───── DOCUMENT EXCERPT

# Serial number help???



## philhyde

I wrote to Specialized, providing the serial number of my frame. This is the response got back:

"I am sorry the serial number will not helps us identify the year of your Specialized bike"

So I'm wondering - what good is a serial number? What DOES it tell you?


----------



## PJ352

philhyde said:


> I wrote to Specialized, providing the serial number of my frame. This is the response got back:
> 
> "I am sorry the serial number will not helps us identify the year of your Specialized bike"
> 
> So I'm wondering - what good is a serial number? What DOES it tell you?


I'm thinking you got someone that didn't want to be bothered. If you have a name or number, try contacting them asking that they pursue your question. If you have no such info, resubmit your question. Once opened, there are usually options where a customer can add info or update the request.

IME this is unusual when dealing with Spec's customer support. I'd try again.


----------



## philhyde

Thanks. The person did include a contact name/number in the response, so I do plan on calling.


----------



## ukbloke

I guess that because your bike was special issue, it bypassed the normal serial number process. Maybe they "comp'ed" those frames to various teams and didn't want any coming back as warranty claims. You might get further with a call if it really matters to you.


----------



## philhyde

ukbloke said:


> I guess that because your bike was special issue, it bypassed the normal serial number process. Maybe they "comp'ed" those frames to various teams and didn't want any coming back as warranty claims. You might get further with a call if it really matters to you.


I don't know what regular Specialized serial nos look like. Mine is "P4K E20273". 

As I noted, I do plan to call.


----------



## philhyde

I called yesterday and the Specialized rep indicated that the serial no tells them nothing about a frame. It is used during assembly to identify a part. So I was completely wrong thinking that it could be decoded, like an automobile VIN number.


----------



## ukbloke

philhyde said:


> I called yesterday and the Specialized rep indicated that the serial no tells them nothing about a frame. It is used during assembly to identify a part. So I was completely wrong thinking that it could be decoded, like an automobile VIN number.


Interesting, even if they are non-decodable you'd think they'd have a database to map from serial number to model, model year, production date, factory, assembly line, etc. and possibly tie this to the original owner's registration information too. How would they track down a production fault or validate a warranty claim without that kind of information?


----------



## philhyde

Yes, it makes little sense to me.


----------



## PJ352

ukbloke said:


> Interesting, even if they are non-decodable you'd think they'd have a database to map from serial number to model, model year, production date, factory, assembly line, etc. and possibly tie this to the original owner's registration information too. *How would they track down a production fault or validate a warranty claim without that kind of information*?


That was my thought as well. As soon as I read the OP's post I looked at my warranty info - the serial # was part of the requested info, so I don't get this either.

Good follow up question to Spec, though.

──────────
───── DATASET SECTION

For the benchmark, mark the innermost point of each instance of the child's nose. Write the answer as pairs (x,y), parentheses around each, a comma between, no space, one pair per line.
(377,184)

──────────

Pick up the forum thread about the Specialized frame serial number right after its final line and carry the discussion on.

#### FINAL ANSWER:
----------



## pdainsworth

Maybe they use it to track ownership for warranty claims. You can register your bike online with Specialized, so that would associate that serial number with you, the owner. It would be one way to verify original ownership.


----------



## PJ352

pdainsworth said:


> Maybe they use it to track ownership for warranty claims. You can register your bike online with Specialized, so that would associate that serial number with you, the owner. It would be one way to verify original ownership.


Makes sense, but if that were the case when someone made an inquiry using a serial # as reference, why would they be told it doesn't tell Spec anything?? 

Oh, wait a sec. Spec told the OP that it doesn't tell them anything about the _frame_... so you may be right.


----------



## dschreit

*Specialized serial number - what year is my bike?*



philhyde said:


> I wrote to Specialized, providing the serial number of my frame. This is the response got back:
> 
> "I am sorry the serial number will not helps us identify the year of your Specialized bike"
> 
> So I'm wondering - what good is a serial number? What DOES it tell you?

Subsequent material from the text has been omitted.